• _Reading passage_:
The Simulation Sampling Tool
This blog covers some of the functionality of the Alteryx Prescriptive Tool: Simulation Sampling.
I’ve been fortunate enough to work on an inventory modelling project for the last few months. This has allowed me to test the tools functionality, convince the managers of its robustness followed by using it on a day to day basis.
I will try to cover most of the tool’s functionalities down below, starting with a summary of the tool, followed by how to set it up and use it.
I’ll finish with some use case examples and provide you with a link to download the Alteryx workbook. Enjoy!
The simulation sampling tool can generate (simulate) numbers according to a set distribution, a distribution build around a data input, or sample directly from a data (one or multiple columns at the time).
The use of ‘’seeds’’ allows us the reproduce the sampled data at any time, assuming the inputs remain the same, and these seeds are appended to the data to allow for traceability.

• _Collected material_:
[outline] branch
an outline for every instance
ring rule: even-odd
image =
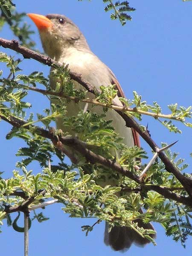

• _Written instruction A_: In the Simulation Sampling post, what gets appended to the data so that it stays traceable?
• _Written instruction B_: List every way the Simulation Sampling post says the tool can generate or sample numbers.
• _Written instruction C_: Pick up the Simulation Sampling post after its final sentence and carry it forward.
The data come from a source unrelated to the Simulation Sampling post.

• _Exercise response A_: The seeds.

• _Exercise response B_:
- According to a set distribution
- According to a distribution built around a data input
- By sampling directly from data (one or multiple columns at a time)

• _Exercise response C_:
A packaged Alteryx workflow containing all examples below can be downloaded from:
Let’s set it up!
The tool is part of the Alteryx Predictive package. If you haven’t installed it already, go to options > Download Predictive Tools to start the installation.
Once installed, the Simulation Sampling tool can be found under the light blue Prescriptive tab. Or you can use the search bar to find it.
How can we configure it?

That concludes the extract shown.